WORK INSTRUCTIONS –
Recast all the entries below as a two-column CSV with the header guideline,keypoints, one row per entry, putting each entry's text and its answer each in a single quoted field with any line breaks replaced by spaces. Leave the pictures out.

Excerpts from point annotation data
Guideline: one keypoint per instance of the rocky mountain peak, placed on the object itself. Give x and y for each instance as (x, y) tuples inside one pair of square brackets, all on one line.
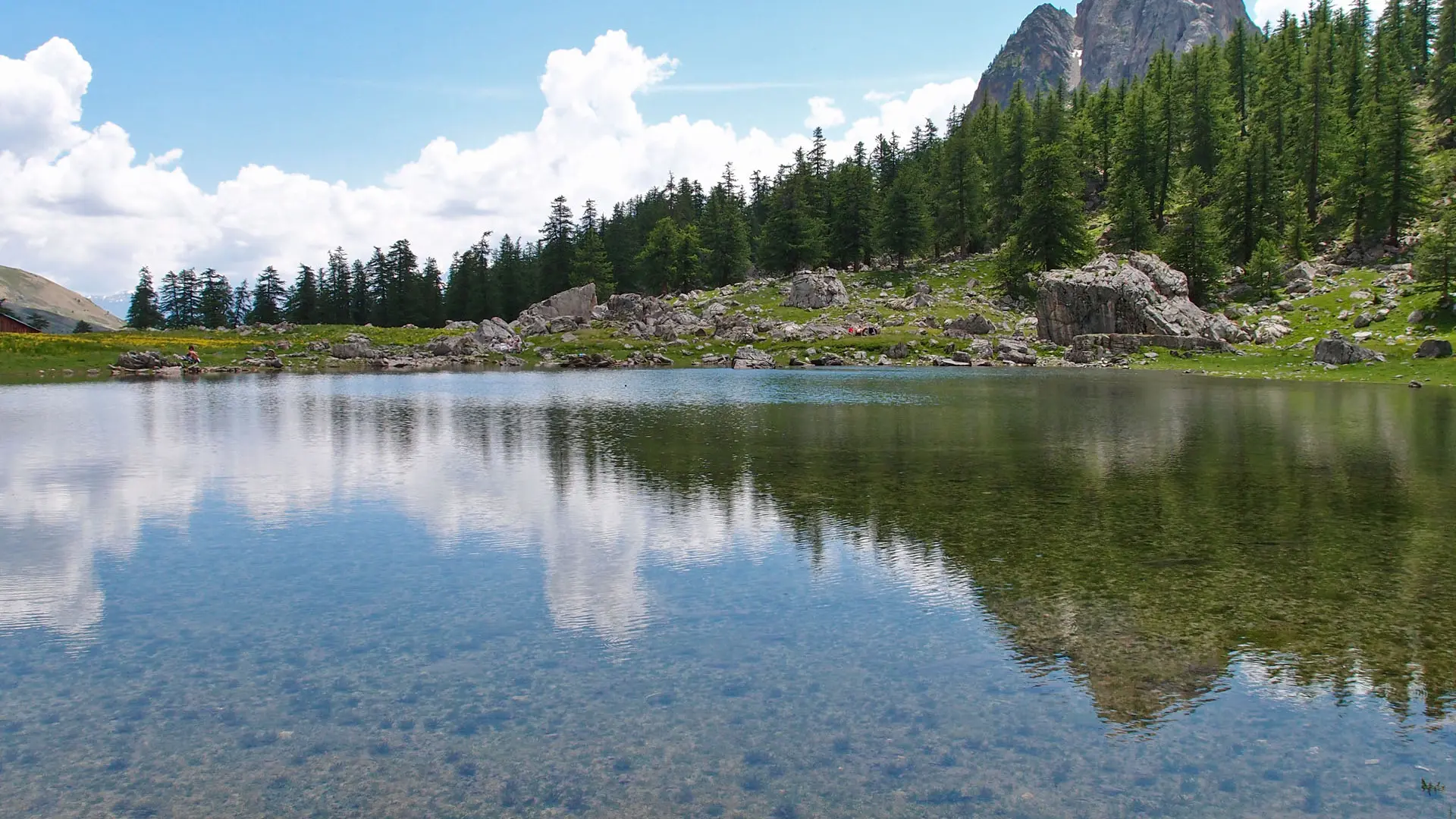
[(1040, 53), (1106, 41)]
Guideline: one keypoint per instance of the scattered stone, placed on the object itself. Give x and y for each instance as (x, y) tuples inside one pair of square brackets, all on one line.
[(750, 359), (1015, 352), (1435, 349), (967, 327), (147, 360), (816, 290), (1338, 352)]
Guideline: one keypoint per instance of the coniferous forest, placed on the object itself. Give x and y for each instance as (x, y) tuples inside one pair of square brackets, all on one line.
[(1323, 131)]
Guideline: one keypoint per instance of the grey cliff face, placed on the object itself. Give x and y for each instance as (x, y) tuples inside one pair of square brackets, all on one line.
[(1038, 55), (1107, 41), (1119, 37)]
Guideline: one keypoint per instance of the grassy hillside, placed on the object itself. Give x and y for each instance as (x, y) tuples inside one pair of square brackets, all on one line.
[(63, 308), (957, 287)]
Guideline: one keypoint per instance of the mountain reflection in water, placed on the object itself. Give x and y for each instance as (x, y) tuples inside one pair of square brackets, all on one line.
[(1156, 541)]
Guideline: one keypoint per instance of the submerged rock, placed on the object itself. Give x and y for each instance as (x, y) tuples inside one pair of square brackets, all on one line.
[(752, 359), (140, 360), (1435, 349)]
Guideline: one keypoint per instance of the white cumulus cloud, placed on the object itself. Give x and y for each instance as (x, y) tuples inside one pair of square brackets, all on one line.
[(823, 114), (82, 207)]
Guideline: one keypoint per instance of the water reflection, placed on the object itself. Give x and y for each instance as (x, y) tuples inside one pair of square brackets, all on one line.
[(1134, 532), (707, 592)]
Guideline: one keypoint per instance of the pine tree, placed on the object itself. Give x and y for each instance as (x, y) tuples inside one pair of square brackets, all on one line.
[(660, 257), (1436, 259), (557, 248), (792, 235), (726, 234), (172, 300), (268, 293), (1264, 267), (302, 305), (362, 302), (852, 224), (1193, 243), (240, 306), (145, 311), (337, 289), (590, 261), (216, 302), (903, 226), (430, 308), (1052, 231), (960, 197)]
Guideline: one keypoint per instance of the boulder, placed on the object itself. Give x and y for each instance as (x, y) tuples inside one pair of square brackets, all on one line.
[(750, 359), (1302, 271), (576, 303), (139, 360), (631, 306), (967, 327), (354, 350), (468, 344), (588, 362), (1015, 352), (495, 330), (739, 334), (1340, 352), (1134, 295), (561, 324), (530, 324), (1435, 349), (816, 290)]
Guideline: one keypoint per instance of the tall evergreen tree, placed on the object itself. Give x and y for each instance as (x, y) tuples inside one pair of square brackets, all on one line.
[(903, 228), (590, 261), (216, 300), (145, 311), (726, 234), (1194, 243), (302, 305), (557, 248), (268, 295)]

CORRECT RESPONSE –
guideline,keypoints
"Guideline: one keypoint per instance of the rocky mountain peak, placed on the object itself. Give x and y for each instance as (x, y) tuples inside one pair of square brackets, all on one line.","[(1040, 53), (1106, 41)]"
"Guideline: one keypoint per instance of the scattered stone, placed on the object itself. Give x and y for each instance as (x, y) tuples inside one pair of square brackets, all on one line.","[(750, 359), (1015, 352), (1435, 349), (967, 327), (147, 360), (816, 290), (1338, 352)]"
"Guideline: one keypoint per instance of the coniferous forest, placed on the object itself. Give x and y for each instance as (x, y) tuples inside one pair of square brackets, all on one line.","[(1323, 131)]"
"Guideline: one keypoint per instance of the grey cliff face, placed on the object itself. Give x and y for each instance as (x, y) tuples inside one pair of square brackets, all on one line.","[(1038, 55), (1107, 41), (1119, 37)]"
"Guideline: one keypoint per instance of the grassy hillside, placed on the object itself. Give x and y for each instance as (x, y) tuples inside one pair of square brackets, all on one line.","[(63, 308), (957, 287)]"
"Guideline: one keypoint per instance of the mountain reflection in water, placed on the object itself. Give x and y for each instance as (x, y) tuples inside one pair of square brackets, all on one line.","[(1156, 541)]"
"Guideline: one keypoint per instance of the submerged rock, placed on the object itself. Give x and y for each instance as (x, y) tuples inside one pair of square brackets, all on one line.","[(752, 359), (140, 360), (1435, 349)]"
"Guideline: one keypoint per instance of the white cumulus cloud, placed on the object itself. Give x and y for each instance as (x, y) tuples inside one pair of square brackets, all on one line.","[(823, 114), (82, 207)]"
"Guideline: one keypoint per instance of the water reflection, placed on the object itself. Give x and y for each instance as (x, y) tuples inside one pair of square brackets, all on one line.","[(1134, 532), (707, 592)]"
"Guideline: one keypoint per instance of the pine tree, placed on the object itself. Give x and y for each instance as (x, y) tuples inside one pair of square brackets, all on one line.","[(660, 257), (1436, 259), (557, 248), (792, 235), (726, 234), (172, 300), (268, 293), (1264, 267), (302, 305), (362, 302), (852, 224), (1193, 243), (240, 306), (145, 311), (337, 289), (590, 261), (216, 302), (903, 226), (430, 308), (1052, 231), (960, 197)]"
"Guideline: one keypoint per instance of the boulder, placed on the object itself. Give x and y for each instance as (x, y) tuples inside one pair of square brackets, all on one line.","[(750, 359), (1302, 271), (576, 303), (139, 360), (631, 306), (967, 327), (354, 350), (468, 344), (588, 362), (1015, 352), (495, 330), (739, 334), (1340, 352), (1134, 295), (561, 324), (530, 324), (1435, 349), (816, 290)]"
"Guideline: one keypoint per instance of the tall evergreen tree, placed on the object itself. Give x and y for each instance as (x, y) tuples inside one pair of square brackets, all on one line.","[(903, 228), (590, 261), (216, 300), (145, 311), (726, 234), (1194, 243), (302, 305), (557, 248), (268, 295)]"